**Given task:** Collect every line of the records below that contains the word "yellow", treating uppercase and lowercase as different.

**Input material:**
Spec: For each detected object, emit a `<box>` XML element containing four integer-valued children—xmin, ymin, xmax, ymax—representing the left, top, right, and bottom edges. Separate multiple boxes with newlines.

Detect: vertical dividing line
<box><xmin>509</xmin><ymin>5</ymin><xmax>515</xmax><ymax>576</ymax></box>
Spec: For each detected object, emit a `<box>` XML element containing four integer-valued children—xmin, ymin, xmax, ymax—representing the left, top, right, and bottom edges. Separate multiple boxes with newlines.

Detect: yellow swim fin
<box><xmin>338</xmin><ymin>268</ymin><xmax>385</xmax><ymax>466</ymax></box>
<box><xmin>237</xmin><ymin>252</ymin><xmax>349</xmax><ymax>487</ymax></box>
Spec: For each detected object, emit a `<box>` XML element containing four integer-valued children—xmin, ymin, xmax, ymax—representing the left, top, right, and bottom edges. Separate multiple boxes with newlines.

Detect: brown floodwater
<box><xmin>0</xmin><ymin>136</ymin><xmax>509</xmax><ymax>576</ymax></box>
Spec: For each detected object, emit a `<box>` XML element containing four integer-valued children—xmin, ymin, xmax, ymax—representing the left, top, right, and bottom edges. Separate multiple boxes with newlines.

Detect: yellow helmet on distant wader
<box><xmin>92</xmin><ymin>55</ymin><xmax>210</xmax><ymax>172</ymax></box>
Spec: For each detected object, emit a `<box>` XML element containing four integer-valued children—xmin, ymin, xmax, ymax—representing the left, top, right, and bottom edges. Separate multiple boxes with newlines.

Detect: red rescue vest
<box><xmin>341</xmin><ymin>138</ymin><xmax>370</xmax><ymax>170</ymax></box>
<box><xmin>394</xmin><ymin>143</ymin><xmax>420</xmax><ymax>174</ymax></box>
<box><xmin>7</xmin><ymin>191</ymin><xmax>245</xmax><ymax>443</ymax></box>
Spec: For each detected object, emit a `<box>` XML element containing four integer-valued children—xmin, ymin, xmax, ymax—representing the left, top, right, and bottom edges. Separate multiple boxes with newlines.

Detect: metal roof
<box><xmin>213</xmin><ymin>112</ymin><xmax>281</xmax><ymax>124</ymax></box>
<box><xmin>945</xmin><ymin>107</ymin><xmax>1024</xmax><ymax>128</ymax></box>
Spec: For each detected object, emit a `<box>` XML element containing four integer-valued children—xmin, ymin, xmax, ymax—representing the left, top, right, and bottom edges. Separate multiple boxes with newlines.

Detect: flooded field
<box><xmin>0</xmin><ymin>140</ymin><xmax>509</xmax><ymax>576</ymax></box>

**Response to this task:**
Detect: yellow swim fin
Detect: yellow helmet on distant wader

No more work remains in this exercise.